#### EXERCISE MATERIALS ####

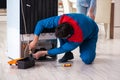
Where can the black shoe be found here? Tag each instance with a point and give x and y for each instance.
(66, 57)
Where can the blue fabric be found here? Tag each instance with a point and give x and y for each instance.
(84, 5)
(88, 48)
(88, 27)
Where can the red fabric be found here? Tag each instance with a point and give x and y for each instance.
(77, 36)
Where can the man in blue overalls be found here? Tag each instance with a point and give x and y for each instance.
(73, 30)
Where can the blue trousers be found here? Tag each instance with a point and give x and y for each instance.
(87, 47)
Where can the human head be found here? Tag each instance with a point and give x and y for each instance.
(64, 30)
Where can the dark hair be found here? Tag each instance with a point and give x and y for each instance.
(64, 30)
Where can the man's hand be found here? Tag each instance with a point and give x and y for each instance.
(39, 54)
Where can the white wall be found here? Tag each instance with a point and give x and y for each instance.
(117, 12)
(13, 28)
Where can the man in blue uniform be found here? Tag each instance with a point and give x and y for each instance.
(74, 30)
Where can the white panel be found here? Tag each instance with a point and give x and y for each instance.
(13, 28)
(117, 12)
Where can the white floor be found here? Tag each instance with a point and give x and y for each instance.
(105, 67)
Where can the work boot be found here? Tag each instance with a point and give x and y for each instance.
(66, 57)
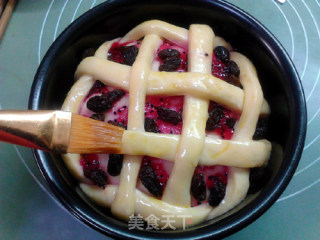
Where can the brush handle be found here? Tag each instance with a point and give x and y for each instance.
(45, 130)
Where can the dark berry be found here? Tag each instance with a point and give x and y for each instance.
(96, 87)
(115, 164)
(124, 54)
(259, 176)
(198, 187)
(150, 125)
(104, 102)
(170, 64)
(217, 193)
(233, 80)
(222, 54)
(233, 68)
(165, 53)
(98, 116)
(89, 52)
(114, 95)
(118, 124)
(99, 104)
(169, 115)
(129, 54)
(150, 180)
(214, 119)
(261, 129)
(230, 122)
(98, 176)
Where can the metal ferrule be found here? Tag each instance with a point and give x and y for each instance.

####

■ **WHAT TO PRODUCE**: Each record needs to be reproduced exactly, and no image should be carried over.

■ **EXERCISE RESPONSE**:
Where can the black shoe be found here? Tag each instance with a point and give x and y for each instance.
(66, 57)
Where can the blue fabric be found here? Tag each instance with a point and give x and y for each instance.
(84, 5)
(88, 48)
(88, 27)
Where can the red fabric be found here? Tag each instance with a point and give x and y for each instance.
(77, 36)
Where can the man in blue overalls be found here? Tag each instance with a point and give x and y for each instance.
(73, 30)
Where can the blue trousers be found here? Tag each instance with a point and give x and y for each instance.
(87, 47)
Where can the human head be found here? Tag each instance with a point and give x and y for each instance.
(64, 30)
Where can the dark hair be found here? Tag each instance with a point and give x and y for each instance.
(64, 30)
Where can the man's hand be found here? Tag each instance with a point and give x and y for each instance.
(39, 54)
Where can the white wall be found here? Tag each instance with a point and give x and y for each instance.
(117, 12)
(13, 28)
Where can the man in blue uniform be found here? Tag each instance with a point and give x and y for each instance.
(74, 30)
Where can the white panel be found here? Tag each instance with a point and give x and y for each instance.
(13, 28)
(117, 12)
Where can the white floor be found here? Tag each instance with a point and give x and y for each instance.
(105, 67)
Where can the work boot be found here? Tag each instance with a point and give x and y for each instance.
(66, 57)
Where can the brush handle be found here? Tag each instance with a point and give x and y for each instance.
(45, 130)
Where can the dark berry be found here? Tag each instance with a point and give x and y for each instance.
(96, 87)
(115, 164)
(124, 54)
(259, 176)
(198, 187)
(150, 125)
(104, 102)
(170, 64)
(217, 193)
(233, 80)
(222, 54)
(233, 68)
(165, 53)
(98, 116)
(89, 52)
(114, 95)
(118, 124)
(99, 104)
(169, 115)
(129, 54)
(150, 180)
(214, 119)
(261, 129)
(230, 122)
(98, 176)
Where can the metal ferrule be found here? Tag each instance with a point and give x and y for each instance.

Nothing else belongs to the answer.